Problem details: Below are lines of data; count those that contain "rough" and give the total alone.

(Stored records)

——

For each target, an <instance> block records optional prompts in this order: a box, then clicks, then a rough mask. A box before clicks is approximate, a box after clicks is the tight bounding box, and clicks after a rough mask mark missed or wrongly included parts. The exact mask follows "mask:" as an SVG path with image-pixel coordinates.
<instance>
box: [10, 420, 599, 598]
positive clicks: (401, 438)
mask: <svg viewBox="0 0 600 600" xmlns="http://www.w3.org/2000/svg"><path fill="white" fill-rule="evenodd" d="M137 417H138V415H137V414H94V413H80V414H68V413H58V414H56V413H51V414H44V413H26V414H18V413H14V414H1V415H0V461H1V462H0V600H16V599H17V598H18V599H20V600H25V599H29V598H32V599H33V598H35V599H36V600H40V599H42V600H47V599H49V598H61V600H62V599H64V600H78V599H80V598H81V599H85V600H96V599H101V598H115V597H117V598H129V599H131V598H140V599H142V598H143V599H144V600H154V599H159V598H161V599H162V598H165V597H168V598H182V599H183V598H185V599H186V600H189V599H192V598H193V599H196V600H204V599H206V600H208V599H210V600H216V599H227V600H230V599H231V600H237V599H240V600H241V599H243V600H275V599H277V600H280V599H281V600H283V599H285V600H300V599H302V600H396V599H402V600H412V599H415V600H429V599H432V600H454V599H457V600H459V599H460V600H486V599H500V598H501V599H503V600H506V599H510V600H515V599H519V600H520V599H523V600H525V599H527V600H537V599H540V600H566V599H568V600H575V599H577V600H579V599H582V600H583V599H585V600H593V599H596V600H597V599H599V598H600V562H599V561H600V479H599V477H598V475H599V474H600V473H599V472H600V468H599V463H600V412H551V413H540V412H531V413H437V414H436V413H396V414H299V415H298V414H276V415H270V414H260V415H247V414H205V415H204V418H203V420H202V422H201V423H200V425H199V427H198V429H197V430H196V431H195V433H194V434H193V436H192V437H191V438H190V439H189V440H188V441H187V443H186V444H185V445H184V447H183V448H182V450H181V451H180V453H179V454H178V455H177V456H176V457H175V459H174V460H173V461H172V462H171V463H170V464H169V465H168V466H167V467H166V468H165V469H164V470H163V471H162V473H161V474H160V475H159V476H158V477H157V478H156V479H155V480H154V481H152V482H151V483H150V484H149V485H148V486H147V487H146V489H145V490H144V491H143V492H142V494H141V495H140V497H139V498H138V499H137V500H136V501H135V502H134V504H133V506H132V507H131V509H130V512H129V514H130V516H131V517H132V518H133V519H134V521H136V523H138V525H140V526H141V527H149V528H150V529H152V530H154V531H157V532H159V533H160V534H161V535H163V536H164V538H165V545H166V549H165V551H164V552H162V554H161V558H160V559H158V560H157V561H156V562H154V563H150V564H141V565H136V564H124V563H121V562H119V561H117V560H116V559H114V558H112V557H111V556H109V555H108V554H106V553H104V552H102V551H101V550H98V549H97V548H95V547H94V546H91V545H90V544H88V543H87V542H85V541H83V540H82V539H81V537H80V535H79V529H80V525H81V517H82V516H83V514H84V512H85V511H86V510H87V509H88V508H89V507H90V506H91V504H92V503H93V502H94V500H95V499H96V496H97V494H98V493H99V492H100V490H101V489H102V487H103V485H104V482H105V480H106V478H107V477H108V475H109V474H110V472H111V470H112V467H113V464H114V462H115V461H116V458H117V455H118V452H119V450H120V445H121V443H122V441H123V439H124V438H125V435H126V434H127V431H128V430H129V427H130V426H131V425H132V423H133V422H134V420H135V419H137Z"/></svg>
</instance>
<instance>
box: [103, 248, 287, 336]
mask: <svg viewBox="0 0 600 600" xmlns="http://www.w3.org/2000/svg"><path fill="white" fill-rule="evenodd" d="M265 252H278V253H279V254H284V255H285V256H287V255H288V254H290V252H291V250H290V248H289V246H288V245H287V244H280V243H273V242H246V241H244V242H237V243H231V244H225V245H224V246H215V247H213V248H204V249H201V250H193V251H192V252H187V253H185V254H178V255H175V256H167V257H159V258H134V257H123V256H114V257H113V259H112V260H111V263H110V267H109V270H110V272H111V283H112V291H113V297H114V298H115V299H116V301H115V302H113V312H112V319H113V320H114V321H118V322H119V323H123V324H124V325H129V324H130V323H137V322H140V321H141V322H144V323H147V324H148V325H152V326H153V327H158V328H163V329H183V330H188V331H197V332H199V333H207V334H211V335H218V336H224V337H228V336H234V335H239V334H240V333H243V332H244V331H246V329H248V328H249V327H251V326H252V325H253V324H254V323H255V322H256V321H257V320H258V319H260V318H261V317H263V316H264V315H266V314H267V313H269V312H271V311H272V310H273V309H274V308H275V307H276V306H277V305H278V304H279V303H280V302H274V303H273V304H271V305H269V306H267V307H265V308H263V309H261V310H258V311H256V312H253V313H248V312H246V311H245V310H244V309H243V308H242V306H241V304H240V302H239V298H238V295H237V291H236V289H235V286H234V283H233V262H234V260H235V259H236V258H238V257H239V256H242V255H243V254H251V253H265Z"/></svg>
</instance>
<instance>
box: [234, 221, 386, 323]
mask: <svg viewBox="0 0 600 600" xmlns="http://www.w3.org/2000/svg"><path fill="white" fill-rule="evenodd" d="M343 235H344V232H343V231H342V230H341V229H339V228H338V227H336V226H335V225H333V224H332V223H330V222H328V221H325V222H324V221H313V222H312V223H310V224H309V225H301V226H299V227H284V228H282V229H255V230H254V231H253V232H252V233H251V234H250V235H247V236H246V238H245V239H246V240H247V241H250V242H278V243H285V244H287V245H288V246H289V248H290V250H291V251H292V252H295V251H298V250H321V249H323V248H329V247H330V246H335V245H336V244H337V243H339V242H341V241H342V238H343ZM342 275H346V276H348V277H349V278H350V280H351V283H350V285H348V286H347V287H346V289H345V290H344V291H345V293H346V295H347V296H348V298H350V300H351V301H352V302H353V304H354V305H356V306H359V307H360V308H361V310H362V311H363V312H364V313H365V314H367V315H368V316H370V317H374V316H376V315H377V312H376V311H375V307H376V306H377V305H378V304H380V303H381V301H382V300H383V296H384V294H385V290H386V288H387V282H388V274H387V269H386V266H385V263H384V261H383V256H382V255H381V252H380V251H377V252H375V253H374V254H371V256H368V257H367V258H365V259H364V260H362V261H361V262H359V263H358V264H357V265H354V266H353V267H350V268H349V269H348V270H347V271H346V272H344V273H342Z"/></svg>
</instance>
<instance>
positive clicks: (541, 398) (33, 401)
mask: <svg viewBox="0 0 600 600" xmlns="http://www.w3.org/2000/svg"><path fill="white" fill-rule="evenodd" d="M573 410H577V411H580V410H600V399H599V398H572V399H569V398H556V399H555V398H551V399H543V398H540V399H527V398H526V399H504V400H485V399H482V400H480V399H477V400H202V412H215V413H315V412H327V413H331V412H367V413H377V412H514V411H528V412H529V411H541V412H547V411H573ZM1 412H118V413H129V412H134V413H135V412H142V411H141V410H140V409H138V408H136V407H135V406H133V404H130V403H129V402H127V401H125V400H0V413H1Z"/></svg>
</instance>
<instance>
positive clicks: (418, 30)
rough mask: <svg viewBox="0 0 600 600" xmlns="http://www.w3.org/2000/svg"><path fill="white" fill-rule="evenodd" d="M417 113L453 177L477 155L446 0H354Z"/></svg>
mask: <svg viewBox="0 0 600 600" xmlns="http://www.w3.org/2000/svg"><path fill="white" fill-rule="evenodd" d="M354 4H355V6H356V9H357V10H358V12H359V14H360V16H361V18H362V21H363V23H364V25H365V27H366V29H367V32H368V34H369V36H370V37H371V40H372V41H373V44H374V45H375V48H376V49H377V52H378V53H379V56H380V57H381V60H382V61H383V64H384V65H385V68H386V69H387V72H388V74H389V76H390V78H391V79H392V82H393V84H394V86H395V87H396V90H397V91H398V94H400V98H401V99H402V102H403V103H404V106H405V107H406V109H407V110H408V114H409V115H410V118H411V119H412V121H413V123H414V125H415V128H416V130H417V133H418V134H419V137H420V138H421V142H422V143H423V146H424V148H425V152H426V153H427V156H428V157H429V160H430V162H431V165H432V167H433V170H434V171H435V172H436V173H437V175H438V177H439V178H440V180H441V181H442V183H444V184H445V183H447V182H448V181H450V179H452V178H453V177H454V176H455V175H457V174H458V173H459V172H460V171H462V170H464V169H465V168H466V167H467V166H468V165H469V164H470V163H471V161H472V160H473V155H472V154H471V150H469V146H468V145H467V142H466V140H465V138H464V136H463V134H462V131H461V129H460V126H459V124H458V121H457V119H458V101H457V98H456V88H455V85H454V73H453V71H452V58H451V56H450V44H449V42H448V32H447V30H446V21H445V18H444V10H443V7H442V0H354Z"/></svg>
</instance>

——

Finished task: 2